Your goal:
Extract the complete listing and repeat it word for word.

Listed records:
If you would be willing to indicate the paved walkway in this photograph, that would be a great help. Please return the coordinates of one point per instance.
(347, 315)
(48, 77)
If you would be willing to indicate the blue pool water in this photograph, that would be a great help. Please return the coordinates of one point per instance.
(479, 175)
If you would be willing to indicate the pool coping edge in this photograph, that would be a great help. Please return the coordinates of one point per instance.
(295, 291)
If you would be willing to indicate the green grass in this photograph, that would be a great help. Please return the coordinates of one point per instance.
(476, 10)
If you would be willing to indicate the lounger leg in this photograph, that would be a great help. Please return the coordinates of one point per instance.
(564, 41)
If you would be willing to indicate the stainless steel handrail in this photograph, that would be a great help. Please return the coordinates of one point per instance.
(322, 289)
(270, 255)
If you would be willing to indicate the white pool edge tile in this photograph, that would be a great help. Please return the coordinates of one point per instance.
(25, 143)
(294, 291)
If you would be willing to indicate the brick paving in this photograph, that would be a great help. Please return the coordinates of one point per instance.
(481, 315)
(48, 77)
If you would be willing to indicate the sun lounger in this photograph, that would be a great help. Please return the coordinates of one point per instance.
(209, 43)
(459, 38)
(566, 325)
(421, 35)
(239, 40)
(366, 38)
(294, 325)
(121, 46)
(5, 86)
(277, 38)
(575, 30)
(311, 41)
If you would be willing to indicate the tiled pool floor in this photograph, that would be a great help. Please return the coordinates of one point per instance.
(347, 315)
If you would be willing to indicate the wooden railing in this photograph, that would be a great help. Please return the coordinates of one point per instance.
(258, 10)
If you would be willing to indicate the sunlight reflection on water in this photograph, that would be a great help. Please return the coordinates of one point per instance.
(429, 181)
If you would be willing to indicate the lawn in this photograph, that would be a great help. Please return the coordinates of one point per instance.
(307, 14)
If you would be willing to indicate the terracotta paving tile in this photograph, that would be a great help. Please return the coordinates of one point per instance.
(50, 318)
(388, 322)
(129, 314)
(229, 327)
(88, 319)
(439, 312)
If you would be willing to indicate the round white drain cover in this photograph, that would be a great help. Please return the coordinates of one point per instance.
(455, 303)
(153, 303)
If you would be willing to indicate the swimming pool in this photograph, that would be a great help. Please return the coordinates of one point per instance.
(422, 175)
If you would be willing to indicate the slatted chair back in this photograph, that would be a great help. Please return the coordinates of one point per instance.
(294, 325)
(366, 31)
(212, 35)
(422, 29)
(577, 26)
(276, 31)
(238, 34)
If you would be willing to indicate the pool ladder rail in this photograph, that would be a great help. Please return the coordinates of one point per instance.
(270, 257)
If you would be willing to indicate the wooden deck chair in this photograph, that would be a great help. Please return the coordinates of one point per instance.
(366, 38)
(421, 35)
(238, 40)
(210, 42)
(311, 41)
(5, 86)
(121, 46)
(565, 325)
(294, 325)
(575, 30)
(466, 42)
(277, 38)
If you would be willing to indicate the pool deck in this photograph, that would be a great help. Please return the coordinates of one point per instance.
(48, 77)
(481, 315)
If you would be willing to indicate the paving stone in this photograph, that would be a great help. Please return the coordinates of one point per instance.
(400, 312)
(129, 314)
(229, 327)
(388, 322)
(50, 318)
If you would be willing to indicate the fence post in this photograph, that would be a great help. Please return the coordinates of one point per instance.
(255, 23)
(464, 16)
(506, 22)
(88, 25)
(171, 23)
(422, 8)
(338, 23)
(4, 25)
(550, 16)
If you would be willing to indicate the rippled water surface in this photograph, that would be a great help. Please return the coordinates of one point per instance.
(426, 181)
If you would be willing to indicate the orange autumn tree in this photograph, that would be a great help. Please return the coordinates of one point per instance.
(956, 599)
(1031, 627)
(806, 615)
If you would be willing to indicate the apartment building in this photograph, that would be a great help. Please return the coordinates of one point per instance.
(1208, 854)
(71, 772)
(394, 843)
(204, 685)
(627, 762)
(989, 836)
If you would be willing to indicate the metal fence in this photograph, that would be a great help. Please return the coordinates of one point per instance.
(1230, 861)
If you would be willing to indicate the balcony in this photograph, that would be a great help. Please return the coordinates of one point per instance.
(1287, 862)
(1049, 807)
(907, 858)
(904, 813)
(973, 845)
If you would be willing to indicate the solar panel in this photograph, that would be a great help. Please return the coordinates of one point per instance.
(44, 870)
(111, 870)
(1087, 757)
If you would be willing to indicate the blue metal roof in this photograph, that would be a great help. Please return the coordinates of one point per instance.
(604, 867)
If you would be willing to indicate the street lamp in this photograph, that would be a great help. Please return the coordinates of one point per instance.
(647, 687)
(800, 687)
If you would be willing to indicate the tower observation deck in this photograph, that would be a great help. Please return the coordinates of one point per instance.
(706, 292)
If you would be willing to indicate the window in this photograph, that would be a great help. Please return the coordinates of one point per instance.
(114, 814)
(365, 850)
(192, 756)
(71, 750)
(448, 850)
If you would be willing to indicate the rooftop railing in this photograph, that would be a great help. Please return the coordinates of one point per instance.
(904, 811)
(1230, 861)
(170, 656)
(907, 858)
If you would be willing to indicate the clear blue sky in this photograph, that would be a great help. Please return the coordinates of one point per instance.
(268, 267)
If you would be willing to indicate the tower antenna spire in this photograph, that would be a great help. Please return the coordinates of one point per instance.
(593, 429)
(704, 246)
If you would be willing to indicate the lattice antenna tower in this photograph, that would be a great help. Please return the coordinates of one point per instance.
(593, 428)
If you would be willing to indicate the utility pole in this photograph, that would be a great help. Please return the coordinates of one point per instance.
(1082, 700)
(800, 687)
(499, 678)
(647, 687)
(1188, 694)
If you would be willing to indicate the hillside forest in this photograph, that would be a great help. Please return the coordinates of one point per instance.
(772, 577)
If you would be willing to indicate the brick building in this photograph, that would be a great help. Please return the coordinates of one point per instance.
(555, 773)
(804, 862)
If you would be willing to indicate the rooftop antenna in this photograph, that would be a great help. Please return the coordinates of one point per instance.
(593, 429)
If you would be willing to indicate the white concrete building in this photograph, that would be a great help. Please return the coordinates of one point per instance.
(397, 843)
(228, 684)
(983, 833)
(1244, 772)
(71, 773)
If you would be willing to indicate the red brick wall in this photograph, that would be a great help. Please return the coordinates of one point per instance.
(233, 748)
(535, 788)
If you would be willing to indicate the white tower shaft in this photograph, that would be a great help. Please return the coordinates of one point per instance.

Solution to the exercise:
If you would be willing to indicate the paved walkway in this photograph, that would be a great help. Please return the coordinates of one point per instance.
(347, 315)
(48, 77)
If you would be willing to indicate the blue pool water in this photograph, that would be a great help. Please return the coordinates of one point per instance.
(479, 175)
If you would be willing to indicate the pool coping edge in this photograph, that would be a great help. Please return the coordinates of one point per instance.
(295, 291)
If you would be willing to indicate the green grass in this photograph, that would be a great help. Please return the coordinates of one point per instance.
(476, 10)
If you would be willing to indicate the lounger leg in this photograph, that would be a great help. Please return the coordinates of one point per instance.
(564, 41)
If you would be willing to indicate the stainless steel handrail in this photograph, that would be a great help. Please return the coordinates of one point per instance.
(322, 289)
(270, 255)
If you would be willing to indicate the white pool edge tile in this photograph, that would be a great help. Please return the coordinates of one point per instance.
(25, 143)
(294, 291)
If you would be willing to indicate the brick paving in this photograph, that would be a great help. Please return the coordinates of one point per instance.
(481, 315)
(48, 77)
If you would be willing to indicate the sun lounger in this photograph, that would be a great help. Please return the coordinates of one point per instance.
(209, 43)
(459, 38)
(566, 325)
(421, 35)
(239, 40)
(366, 38)
(294, 325)
(121, 46)
(5, 86)
(277, 38)
(575, 30)
(311, 41)
If you would be willing to indicate the tiled pool floor in this photograph, that would be a great help. Please return the coordinates of one point per instance.
(347, 315)
If you would be willing to indicate the wooden railing in this photograph, that would be a great help. Please return the coordinates of one point per instance.
(258, 10)
If you would be willing to indicate the sunlight reflection on water in this photograph, that would be a great help. Please return the coordinates of one point per instance.
(429, 181)
If you would be willing to indicate the lawn in this photograph, that would be a great help. Please return the coordinates of one point per instance.
(307, 14)
If you would be willing to indicate the terracotta paving tile in this photograph, that would be a great help. Please return the coordinates of one point per instance.
(50, 318)
(388, 322)
(129, 314)
(229, 327)
(88, 319)
(439, 312)
If you would be willing to indicate the round white drain cover in this photograph, that would be a great help. Please return the coordinates of one point per instance.
(455, 303)
(153, 303)
If you would be willing to indicate the swimming pool in this photograph, that would be a great help. Please return the coordinates of one point per instance.
(422, 175)
If you would be willing to indicate the slatted chair back in this photograph, that would be a great help. Please return the coordinates of one point per instance.
(294, 325)
(366, 31)
(212, 35)
(422, 29)
(577, 26)
(276, 31)
(238, 34)
If you would be willing to indicate the pool ladder rail in this photograph, that would be a great help. Please return the coordinates of one point per instance.
(270, 257)
If you would be willing to indicate the wooden deck chair in this photograph, that would be a great help. Please return the coordinates of one point per instance.
(366, 38)
(421, 35)
(238, 40)
(210, 42)
(311, 41)
(5, 86)
(121, 46)
(565, 325)
(294, 325)
(575, 30)
(466, 42)
(277, 38)
If you would be willing to indicate the pool deck in this photograph, that would be a great help. Please return the coordinates of one point per instance.
(48, 77)
(481, 315)
If you would be willing to indicate the paving stone in this photograph, that would be a great help. Please return the coordinates of one point per instance.
(400, 312)
(129, 314)
(229, 327)
(388, 322)
(50, 318)
If you would be willing to indicate the fence post in this photograph, that would be a great help. Please return the coordinates of one point per instance.
(255, 23)
(464, 16)
(506, 22)
(88, 25)
(171, 23)
(422, 8)
(338, 23)
(4, 25)
(550, 16)
If you would be willing to indicate the rippled water surface in this photograph, that would be a great help. Please return the coordinates of one point per instance.
(426, 181)
If you would be willing to indicate the orange autumn tree in this photograph, that would be a great help. Please return the coordinates of one point per instance.
(956, 599)
(1031, 627)
(806, 615)
If you would be willing to indicate the apartment building in this photograph, that would be a great help. Please return the coordinates of one point per instance.
(1208, 854)
(71, 772)
(394, 843)
(204, 685)
(627, 762)
(989, 836)
If you would be willing to indicate the metal fence in this photograph, that would be a great help. Please return the coordinates of one point per instance.
(1230, 861)
If you would be willing to indicate the balcony in this photograph, that would be a great help. Please return the coordinates of one point per instance.
(1287, 862)
(1049, 807)
(907, 858)
(904, 813)
(973, 845)
If you would be willing to indicate the solar panel in this photograph, that would be a great help. Please return the coordinates of one point per instance.
(44, 870)
(111, 870)
(1087, 757)
If you would be willing to indicate the blue metal roof in this photograph, that would be a great help. Please return the coordinates of one point per instance.
(604, 867)
If you would be willing to indicate the street lamp in this photograph, that would be a great help. Please return the coordinates of one point per instance.
(647, 687)
(800, 687)
If you would be willing to indicate the tower observation deck in this photograph, that would be a great help. Please return the coordinates of one point per instance.
(706, 292)
If you would be willing to indicate the window in this photograph, that would be a great help. Please return the coordinates of one point per instance.
(114, 814)
(365, 850)
(192, 756)
(71, 750)
(448, 850)
If you would be willing to indicate the rooftop railing in this photograph, that would be a great help. Please return the coordinates of one point per instance.
(904, 811)
(1230, 861)
(170, 656)
(907, 858)
If you would be willing to indicate the clear blue sky in this photograph, that would be a great help. Please return the coordinates of one point per instance.
(268, 267)
If you would be willing to indicate the tower antenna spire in this photograph, that would be a great help. Please return the coordinates of one point per instance.
(593, 429)
(704, 246)
If you would be willing to indicate the lattice antenna tower in this photograph, that would be a great help. Please return the coordinates of one point per instance.
(593, 428)
If you would be willing to indicate the utility pole in this photograph, that would be a great help. Please return the coordinates of one point per instance.
(1082, 700)
(800, 687)
(499, 678)
(647, 687)
(1188, 694)
If you would be willing to indicate the hillside forest in this photograph, that would be a great help. Please return the coordinates of one point per instance.
(772, 577)
If you would be willing to indicate the brick building in this photograph, that would be a great help. Please return the coordinates of one point per instance.
(555, 773)
(804, 862)
If you would be willing to indicate the rooftop antenna in this photograph, that would be a great help. Please return the coordinates of one point per instance.
(593, 429)
If you would be willing to indicate the white concrete building in this photograph, that would be a great help. Please return the coordinates of one point per instance.
(397, 843)
(228, 684)
(983, 833)
(1244, 772)
(71, 773)
If you would be willing to indicate the red brick wall in this photograph, that would be a great help. Please return the coordinates of one point per instance.
(233, 748)
(535, 788)
If you would be willing to indicate the white tower shaft in this photograph, that would be a great help. Please return the coordinates of one point per instance.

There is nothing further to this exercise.